WHAT TO PRODUCE — Only the lines from the one holding "indicate the red plastic feeder" to the end should be retyped, exactly, with both ends included and no pictures.

SOURCE DATA —
>>>

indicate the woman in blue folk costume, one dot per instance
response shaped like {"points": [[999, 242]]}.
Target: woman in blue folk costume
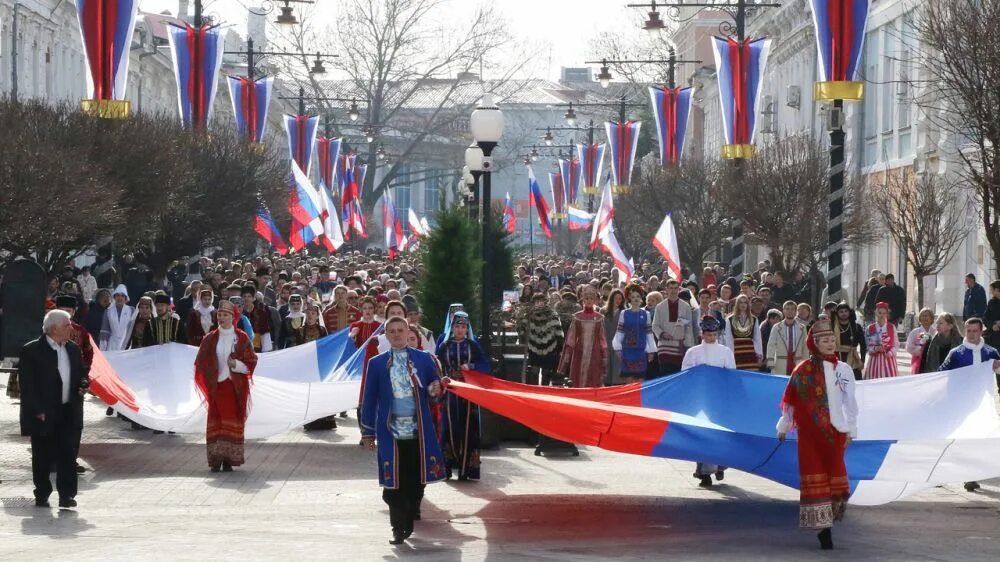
{"points": [[458, 353]]}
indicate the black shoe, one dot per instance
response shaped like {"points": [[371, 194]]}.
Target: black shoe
{"points": [[825, 539]]}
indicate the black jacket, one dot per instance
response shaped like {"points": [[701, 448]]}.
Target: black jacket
{"points": [[41, 386]]}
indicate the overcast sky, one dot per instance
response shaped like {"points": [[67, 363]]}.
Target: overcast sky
{"points": [[560, 28]]}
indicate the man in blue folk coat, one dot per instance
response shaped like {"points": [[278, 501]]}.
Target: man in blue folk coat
{"points": [[396, 420]]}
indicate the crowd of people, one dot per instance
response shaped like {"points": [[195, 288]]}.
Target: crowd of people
{"points": [[579, 323]]}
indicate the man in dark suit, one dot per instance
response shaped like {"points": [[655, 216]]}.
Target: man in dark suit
{"points": [[53, 383]]}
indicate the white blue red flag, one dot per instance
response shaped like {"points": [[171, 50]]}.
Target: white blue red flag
{"points": [[579, 219], [623, 138], [250, 103], [666, 242], [265, 227], [740, 71], [536, 200], [301, 130], [671, 108], [197, 57], [509, 217], [591, 157], [571, 172], [840, 38], [106, 28], [306, 207]]}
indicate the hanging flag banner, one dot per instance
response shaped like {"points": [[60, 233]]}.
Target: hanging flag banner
{"points": [[197, 58], [536, 200], [579, 219], [571, 172], [623, 138], [558, 196], [591, 157], [840, 38], [671, 108], [250, 103], [666, 242], [106, 28], [301, 130], [265, 227], [509, 217], [328, 158], [740, 71]]}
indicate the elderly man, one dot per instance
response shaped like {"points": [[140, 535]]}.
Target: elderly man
{"points": [[53, 383]]}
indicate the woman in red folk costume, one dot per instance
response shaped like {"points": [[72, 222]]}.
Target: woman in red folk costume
{"points": [[223, 373], [819, 403]]}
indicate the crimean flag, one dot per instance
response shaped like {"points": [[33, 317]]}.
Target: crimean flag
{"points": [[740, 71], [509, 217], [536, 200], [250, 103], [840, 38], [623, 138], [591, 157], [197, 57], [671, 108], [558, 195], [666, 242], [106, 28], [579, 219], [301, 130], [265, 227]]}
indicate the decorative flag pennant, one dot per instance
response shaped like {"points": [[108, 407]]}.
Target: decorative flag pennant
{"points": [[509, 218], [571, 172], [106, 28], [536, 200], [197, 57], [591, 157], [740, 71], [265, 227], [301, 130], [306, 207], [327, 158], [671, 108], [604, 217], [558, 195], [579, 219], [623, 138], [250, 103], [666, 242], [840, 38]]}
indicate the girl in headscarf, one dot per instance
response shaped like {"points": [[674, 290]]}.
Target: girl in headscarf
{"points": [[459, 353]]}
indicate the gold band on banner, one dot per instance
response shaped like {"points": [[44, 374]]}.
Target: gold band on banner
{"points": [[107, 109], [843, 90], [738, 151]]}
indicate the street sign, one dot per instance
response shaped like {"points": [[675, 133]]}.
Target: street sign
{"points": [[23, 300]]}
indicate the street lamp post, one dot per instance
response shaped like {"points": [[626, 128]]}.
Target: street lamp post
{"points": [[486, 125]]}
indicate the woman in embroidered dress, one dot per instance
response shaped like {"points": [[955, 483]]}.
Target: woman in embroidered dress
{"points": [[458, 354], [819, 403], [742, 335], [880, 338], [223, 373], [633, 341]]}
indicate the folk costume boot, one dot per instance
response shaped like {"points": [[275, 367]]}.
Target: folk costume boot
{"points": [[826, 539]]}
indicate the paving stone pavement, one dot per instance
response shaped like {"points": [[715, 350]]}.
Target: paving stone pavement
{"points": [[309, 496]]}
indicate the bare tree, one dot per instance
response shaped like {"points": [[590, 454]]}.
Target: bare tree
{"points": [[404, 62], [961, 66], [926, 215]]}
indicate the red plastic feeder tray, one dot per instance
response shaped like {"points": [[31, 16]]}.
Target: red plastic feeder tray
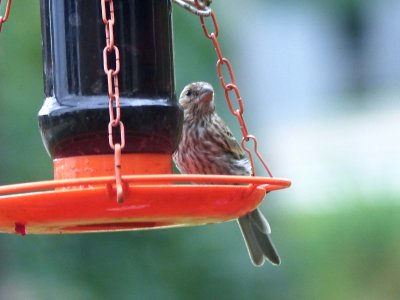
{"points": [[150, 201]]}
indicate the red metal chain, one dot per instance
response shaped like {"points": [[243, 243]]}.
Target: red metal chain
{"points": [[4, 18], [231, 88], [111, 50]]}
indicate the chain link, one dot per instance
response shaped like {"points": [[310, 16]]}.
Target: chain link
{"points": [[230, 88], [111, 52], [190, 6], [4, 18]]}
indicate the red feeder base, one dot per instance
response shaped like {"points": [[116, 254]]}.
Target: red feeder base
{"points": [[150, 201]]}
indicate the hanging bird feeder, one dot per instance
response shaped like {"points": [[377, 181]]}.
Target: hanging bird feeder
{"points": [[111, 122]]}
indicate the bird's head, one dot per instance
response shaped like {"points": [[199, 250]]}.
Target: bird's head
{"points": [[197, 98]]}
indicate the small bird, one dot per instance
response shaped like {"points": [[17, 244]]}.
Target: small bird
{"points": [[209, 147]]}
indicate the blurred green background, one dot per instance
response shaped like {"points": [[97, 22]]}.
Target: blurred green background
{"points": [[321, 81]]}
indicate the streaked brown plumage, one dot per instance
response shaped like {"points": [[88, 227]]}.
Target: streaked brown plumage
{"points": [[208, 147]]}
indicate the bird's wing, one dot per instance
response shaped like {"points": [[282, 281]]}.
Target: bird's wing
{"points": [[232, 145]]}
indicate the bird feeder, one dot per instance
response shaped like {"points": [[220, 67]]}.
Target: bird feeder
{"points": [[73, 124]]}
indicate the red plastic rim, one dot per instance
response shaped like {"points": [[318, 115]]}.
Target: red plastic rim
{"points": [[150, 201]]}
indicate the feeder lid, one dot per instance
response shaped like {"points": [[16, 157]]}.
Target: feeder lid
{"points": [[150, 201]]}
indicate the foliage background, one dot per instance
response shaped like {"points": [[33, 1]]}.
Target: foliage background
{"points": [[337, 235]]}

<<<

RESPONSE TO THE TASK —
indicate the red plastic feeder tray, one dot per instance
response shaped like {"points": [[31, 16]]}.
Target: red plastic feeder tray
{"points": [[150, 201]]}
indicate the red metal chain, one dot per instance
response shaped like {"points": [[243, 243]]}.
Target: red metal chain
{"points": [[4, 18], [231, 88], [111, 50]]}
indicate the chain link, one dot per instance
response shaped like {"points": [[310, 16]]}.
Target: chain link
{"points": [[230, 88], [111, 52], [190, 6], [4, 18]]}
indicate the red feeder base, one dot per instance
response shaped like {"points": [[116, 254]]}.
Target: red feeder base
{"points": [[150, 201]]}
indicate the hanging bird feeder, one dot per instance
response shaped like {"points": [[377, 181]]}.
Target: hanging bird feeder
{"points": [[111, 122]]}
indicate the bird's head, one dot per instance
response shaped like {"points": [[199, 250]]}.
Target: bird's head
{"points": [[197, 98]]}
indicate the small bird, one dot per instance
response shaped like {"points": [[17, 244]]}.
Target: small bird
{"points": [[209, 147]]}
indicate the blurred green background, one dot per instance
response shaped like {"points": [[97, 22]]}.
Target: blurred green background
{"points": [[321, 81]]}
indicate the streaked brown plumage, one dot per instance
response shaped like {"points": [[88, 227]]}.
Target: streaked brown plumage
{"points": [[208, 147]]}
indicate the bird's wing, one dot per instance
response shaped like {"points": [[282, 281]]}.
Target: bird's wing
{"points": [[232, 145]]}
indicate the bird feeder, one dot per instance
response shaped like {"points": [[220, 67]]}.
Target: bird feeder
{"points": [[73, 124]]}
indicate the red plastic rim, one dot per instance
response shaped like {"points": [[318, 115]]}.
Target: red plastic rim
{"points": [[150, 201]]}
indicate the feeder lid, one dot per instance
response shaped like {"points": [[16, 157]]}.
Target: feeder lid
{"points": [[150, 201]]}
indicate the foliage background, one dot per instance
response shaped like {"points": [[33, 1]]}.
Target: foliage background
{"points": [[337, 235]]}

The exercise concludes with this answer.